Saved entries:
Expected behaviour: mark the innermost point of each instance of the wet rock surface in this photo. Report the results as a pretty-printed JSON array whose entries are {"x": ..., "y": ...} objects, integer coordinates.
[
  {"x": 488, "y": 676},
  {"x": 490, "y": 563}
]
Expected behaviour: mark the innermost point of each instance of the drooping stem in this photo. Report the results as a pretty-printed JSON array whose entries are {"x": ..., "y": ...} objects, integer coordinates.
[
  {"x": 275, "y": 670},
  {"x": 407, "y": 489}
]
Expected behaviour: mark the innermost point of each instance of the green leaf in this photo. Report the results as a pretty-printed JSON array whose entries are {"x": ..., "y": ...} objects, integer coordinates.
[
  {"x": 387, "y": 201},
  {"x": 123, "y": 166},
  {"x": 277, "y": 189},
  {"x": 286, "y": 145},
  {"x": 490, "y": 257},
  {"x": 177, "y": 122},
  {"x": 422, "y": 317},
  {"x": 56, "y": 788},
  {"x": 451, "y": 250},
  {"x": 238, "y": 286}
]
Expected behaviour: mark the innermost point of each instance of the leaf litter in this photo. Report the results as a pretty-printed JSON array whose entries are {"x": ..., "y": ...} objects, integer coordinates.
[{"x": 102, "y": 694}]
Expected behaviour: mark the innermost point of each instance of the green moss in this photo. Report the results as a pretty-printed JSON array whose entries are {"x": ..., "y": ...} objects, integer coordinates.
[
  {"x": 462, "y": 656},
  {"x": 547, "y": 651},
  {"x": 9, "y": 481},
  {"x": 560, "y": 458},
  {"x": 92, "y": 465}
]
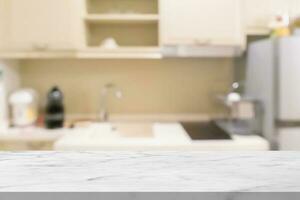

Task objective: Give back, word for word, the lines from the one with "the green moss" to the end of the records above, and no pictures.

Answer section:
Expected behaviour: mark the innermost point of each instance of the green moss in this photo. Report the results as a pretty-printed JSON array whose entries are {"x": ..., "y": ...} objects, integer coordinates.
[
  {"x": 462, "y": 656},
  {"x": 547, "y": 651},
  {"x": 9, "y": 481},
  {"x": 560, "y": 458},
  {"x": 92, "y": 465}
]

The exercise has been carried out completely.